**Задача**
Обновите часть материала: начните со строки, где есть «Reviewer note: verify that every instance of the ball's», и закончите строкой с «column 109, row 258». Замените в этих строках «ball's shadow» на «ball's outline», а всё остальное оставьте как есть.

**Фрагмент материала**
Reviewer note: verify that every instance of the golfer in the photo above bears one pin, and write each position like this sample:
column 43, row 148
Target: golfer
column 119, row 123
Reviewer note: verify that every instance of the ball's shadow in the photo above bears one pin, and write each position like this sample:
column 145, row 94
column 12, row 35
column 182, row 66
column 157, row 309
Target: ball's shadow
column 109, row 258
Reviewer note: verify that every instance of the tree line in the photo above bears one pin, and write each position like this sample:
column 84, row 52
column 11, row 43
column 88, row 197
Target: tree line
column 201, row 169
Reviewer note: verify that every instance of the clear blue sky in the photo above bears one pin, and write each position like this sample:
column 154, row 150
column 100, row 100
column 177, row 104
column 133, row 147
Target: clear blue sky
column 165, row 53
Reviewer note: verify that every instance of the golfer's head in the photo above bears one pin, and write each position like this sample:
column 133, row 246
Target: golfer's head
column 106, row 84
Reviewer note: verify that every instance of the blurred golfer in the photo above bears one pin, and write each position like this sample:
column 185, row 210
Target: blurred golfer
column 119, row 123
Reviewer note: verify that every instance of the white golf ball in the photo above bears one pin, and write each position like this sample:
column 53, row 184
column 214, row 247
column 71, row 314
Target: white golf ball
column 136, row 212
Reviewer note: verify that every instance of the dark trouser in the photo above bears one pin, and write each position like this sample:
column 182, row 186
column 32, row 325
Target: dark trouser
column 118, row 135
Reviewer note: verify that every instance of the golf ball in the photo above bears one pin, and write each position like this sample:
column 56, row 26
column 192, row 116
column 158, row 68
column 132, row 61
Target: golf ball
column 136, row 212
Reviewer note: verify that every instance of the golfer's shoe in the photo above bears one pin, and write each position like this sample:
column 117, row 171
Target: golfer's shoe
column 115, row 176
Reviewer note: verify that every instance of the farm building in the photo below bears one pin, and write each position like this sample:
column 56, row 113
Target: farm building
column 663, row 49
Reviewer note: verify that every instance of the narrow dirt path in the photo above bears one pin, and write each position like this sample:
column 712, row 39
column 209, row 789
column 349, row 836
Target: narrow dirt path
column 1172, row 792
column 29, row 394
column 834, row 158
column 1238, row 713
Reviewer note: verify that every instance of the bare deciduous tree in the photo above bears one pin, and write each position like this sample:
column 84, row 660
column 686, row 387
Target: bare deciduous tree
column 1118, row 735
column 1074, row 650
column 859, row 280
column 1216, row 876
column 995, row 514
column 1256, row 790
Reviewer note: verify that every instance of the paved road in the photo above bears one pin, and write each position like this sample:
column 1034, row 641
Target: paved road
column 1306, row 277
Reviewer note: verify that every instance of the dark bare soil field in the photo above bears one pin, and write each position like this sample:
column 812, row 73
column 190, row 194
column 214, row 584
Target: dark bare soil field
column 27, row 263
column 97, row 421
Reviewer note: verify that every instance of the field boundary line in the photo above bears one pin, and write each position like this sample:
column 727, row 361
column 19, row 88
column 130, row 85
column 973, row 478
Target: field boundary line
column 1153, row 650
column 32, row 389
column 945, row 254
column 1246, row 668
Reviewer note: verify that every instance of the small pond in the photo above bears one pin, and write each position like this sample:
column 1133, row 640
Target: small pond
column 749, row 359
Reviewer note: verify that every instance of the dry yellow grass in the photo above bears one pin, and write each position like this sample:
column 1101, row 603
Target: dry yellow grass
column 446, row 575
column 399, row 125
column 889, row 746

**Ответ**
Reviewer note: verify that every instance of the ball's outline in the photo above bears one pin, and write each position like this sample:
column 145, row 94
column 12, row 35
column 182, row 66
column 157, row 309
Target: ball's outline
column 109, row 258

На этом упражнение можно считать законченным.